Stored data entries
-=-=-=-=-
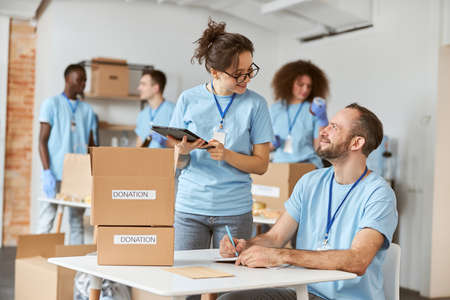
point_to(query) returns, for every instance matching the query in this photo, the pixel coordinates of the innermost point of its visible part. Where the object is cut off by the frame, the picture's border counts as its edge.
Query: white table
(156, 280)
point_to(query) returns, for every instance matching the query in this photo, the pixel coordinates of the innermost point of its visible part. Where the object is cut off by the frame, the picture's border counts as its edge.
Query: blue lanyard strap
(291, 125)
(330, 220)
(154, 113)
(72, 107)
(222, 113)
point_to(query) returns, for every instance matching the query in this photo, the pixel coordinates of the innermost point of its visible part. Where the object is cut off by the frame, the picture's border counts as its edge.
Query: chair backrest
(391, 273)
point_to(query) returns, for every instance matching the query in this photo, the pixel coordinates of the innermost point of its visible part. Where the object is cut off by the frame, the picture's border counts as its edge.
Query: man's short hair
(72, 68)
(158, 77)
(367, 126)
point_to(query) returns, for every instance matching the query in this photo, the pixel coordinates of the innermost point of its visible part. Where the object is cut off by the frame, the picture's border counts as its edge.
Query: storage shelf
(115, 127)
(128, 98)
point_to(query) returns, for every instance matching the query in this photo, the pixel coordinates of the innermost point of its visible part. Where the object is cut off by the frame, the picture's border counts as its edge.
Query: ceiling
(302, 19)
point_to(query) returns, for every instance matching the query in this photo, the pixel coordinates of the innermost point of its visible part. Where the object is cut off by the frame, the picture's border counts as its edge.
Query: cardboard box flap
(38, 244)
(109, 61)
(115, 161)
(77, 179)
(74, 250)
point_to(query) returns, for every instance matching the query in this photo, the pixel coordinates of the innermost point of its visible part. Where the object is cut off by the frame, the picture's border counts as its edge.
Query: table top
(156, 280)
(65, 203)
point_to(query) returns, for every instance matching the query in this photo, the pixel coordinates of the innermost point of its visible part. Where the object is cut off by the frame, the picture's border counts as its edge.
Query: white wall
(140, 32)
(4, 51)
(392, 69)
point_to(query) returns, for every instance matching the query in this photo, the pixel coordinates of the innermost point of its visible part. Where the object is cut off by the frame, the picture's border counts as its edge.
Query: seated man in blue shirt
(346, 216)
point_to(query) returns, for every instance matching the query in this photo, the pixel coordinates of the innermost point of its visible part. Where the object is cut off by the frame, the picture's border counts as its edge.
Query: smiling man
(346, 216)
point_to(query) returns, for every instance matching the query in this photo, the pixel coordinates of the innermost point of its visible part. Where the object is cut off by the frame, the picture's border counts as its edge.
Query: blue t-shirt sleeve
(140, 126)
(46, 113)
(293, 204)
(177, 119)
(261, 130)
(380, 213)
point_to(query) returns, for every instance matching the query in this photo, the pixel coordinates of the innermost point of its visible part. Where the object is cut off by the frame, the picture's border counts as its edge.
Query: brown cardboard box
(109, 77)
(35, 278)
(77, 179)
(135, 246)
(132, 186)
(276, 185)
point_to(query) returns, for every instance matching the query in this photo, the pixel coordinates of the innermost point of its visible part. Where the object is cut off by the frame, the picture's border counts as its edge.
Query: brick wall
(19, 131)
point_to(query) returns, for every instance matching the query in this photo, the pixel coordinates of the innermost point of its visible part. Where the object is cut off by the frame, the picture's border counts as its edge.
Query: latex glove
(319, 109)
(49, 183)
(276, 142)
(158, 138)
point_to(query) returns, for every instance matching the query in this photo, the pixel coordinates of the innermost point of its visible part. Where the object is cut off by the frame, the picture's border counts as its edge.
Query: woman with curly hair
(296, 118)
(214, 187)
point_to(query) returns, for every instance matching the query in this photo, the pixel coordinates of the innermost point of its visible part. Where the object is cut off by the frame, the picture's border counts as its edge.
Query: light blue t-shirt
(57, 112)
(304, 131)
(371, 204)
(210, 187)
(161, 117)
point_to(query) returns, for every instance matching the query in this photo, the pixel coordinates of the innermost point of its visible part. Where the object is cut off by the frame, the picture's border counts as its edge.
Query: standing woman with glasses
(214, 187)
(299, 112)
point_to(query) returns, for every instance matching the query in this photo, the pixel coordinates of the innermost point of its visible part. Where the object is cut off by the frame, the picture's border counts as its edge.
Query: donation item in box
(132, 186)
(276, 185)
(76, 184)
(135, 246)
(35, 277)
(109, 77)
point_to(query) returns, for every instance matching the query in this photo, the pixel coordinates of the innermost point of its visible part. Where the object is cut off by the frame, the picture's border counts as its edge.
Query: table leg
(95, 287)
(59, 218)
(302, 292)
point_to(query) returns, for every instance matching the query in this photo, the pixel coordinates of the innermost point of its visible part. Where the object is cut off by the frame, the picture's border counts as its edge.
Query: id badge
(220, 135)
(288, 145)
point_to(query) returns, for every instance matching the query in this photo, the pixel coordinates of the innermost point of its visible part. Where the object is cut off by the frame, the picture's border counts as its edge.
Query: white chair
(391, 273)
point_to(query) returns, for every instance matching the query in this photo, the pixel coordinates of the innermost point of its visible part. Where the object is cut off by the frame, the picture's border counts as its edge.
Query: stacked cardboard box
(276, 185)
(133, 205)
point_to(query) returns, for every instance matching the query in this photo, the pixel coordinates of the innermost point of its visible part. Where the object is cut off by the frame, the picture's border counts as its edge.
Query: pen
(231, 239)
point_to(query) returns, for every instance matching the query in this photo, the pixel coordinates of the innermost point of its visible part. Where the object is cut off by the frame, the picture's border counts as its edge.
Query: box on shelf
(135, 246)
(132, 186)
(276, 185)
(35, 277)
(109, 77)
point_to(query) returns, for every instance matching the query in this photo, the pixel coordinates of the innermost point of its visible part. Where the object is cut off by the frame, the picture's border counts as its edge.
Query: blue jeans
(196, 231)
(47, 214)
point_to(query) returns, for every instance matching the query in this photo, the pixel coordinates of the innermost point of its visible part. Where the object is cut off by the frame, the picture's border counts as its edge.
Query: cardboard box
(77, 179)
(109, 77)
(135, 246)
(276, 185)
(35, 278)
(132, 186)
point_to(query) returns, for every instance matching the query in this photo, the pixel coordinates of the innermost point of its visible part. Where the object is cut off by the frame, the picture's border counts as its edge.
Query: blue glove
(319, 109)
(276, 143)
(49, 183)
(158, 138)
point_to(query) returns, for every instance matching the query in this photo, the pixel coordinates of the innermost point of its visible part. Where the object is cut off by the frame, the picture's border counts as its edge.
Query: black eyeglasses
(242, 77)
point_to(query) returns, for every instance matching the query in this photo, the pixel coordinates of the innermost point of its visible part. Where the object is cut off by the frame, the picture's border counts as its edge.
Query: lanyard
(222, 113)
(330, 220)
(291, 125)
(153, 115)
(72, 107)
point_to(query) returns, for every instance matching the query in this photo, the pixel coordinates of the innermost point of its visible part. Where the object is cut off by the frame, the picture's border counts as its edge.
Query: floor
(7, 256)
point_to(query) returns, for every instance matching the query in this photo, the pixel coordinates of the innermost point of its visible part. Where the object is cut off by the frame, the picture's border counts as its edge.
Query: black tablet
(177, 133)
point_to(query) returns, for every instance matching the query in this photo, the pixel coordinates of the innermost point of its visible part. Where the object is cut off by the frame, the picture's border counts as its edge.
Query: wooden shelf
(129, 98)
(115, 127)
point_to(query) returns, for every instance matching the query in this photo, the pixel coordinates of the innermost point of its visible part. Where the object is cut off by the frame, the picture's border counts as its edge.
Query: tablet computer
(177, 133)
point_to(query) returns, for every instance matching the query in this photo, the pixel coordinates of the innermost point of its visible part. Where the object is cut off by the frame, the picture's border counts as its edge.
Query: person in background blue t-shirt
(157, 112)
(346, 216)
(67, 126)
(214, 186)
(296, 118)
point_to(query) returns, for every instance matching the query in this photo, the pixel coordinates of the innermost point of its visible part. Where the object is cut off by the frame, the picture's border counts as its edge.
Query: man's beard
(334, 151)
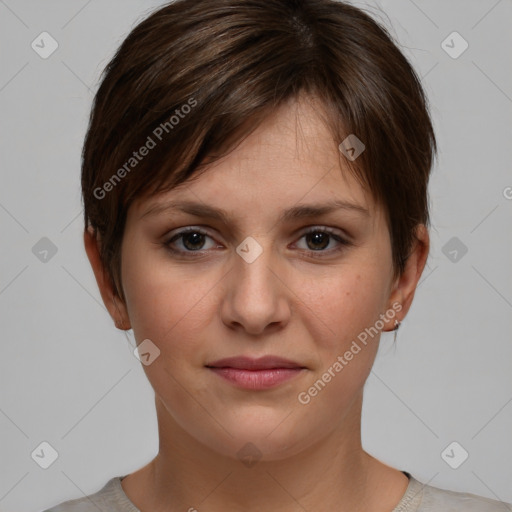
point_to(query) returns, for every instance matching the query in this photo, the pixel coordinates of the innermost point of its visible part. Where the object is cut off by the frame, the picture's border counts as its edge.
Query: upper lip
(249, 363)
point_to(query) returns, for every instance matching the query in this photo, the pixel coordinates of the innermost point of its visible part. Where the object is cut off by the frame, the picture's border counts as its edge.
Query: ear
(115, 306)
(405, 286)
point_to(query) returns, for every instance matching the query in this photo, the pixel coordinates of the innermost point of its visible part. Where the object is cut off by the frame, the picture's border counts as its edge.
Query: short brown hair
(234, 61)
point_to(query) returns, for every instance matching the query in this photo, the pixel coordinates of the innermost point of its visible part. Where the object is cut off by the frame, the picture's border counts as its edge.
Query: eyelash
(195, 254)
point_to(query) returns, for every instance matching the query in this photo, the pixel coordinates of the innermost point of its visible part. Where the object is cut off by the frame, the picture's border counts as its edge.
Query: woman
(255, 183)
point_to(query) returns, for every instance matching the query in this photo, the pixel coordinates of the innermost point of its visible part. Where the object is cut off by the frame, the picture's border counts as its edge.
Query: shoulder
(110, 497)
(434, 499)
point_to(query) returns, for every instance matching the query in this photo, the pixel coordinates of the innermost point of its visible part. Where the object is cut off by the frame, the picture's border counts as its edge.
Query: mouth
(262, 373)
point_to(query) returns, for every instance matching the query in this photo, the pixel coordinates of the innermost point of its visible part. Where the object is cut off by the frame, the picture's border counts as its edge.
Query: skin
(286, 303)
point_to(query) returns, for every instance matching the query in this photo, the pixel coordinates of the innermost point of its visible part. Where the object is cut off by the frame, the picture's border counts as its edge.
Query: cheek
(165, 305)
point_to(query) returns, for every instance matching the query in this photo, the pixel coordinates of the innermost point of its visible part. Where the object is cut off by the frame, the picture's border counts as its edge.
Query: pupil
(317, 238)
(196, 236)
-=-=-=-=-
Look above for the line containing "Query: skin". Return it and each line after it exactly, through the last line, and nothing more.

Query: skin
(286, 303)
point_to(query) returns, for every instance matching the query in this photo, the pixel coordinates of the innermost point of its visible part. Where the object is cut off by the frame, the picture's border counts as its edge.
Query: cheek
(165, 305)
point_to(query) returns, for every instance matching the query in this photo, the pixel coordinates of the innermost point of its visible part. Where the object is cut off by the frame, the picture's border counts as its edge.
Query: pupil
(317, 238)
(196, 236)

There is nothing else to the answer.